Below are some records; quote exactly the lines from the one that contains "Practice: put a marker on each instance of the glass" through the one that contains "Target: stone facade", inclusive, and no others.
Top of THE INPUT
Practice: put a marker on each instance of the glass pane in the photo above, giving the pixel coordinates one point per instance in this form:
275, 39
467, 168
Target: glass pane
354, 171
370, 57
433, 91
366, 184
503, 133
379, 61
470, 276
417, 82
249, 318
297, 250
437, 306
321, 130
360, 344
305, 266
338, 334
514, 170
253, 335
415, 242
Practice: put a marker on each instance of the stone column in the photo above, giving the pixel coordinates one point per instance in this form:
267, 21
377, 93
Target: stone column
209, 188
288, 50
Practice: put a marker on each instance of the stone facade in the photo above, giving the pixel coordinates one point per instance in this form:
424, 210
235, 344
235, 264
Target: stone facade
Bottom of THE INPUT
Top of THE INPUT
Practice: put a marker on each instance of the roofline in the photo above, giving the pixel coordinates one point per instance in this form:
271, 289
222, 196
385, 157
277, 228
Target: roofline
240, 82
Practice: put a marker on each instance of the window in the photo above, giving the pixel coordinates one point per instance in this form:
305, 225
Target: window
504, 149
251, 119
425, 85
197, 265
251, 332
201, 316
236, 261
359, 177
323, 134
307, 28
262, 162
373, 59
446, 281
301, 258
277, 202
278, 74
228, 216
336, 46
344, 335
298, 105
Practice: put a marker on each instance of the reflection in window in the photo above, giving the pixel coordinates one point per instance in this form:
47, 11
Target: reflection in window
Bottom of THE INPUT
* ANSWER SPACE *
Practice: put a marker on each instance of the glass pane in the photo above, giving the pixel coordinates one point per instance in this form:
275, 39
467, 168
Target: glass pane
354, 171
370, 57
433, 91
366, 184
503, 133
379, 61
470, 276
417, 82
249, 318
297, 250
437, 306
321, 130
360, 344
305, 266
338, 334
514, 170
253, 335
415, 242
Practice: put a marker on each instance of the stone column in the photo above, giving the pixel coordinates one point per instance in this form:
267, 21
377, 93
Target: stone column
209, 188
288, 50
Practice: put a marker on each instance of the stone facade in the photo above, giving the pixel coordinates one point per instance in this form:
424, 210
235, 344
235, 264
Target: stone facade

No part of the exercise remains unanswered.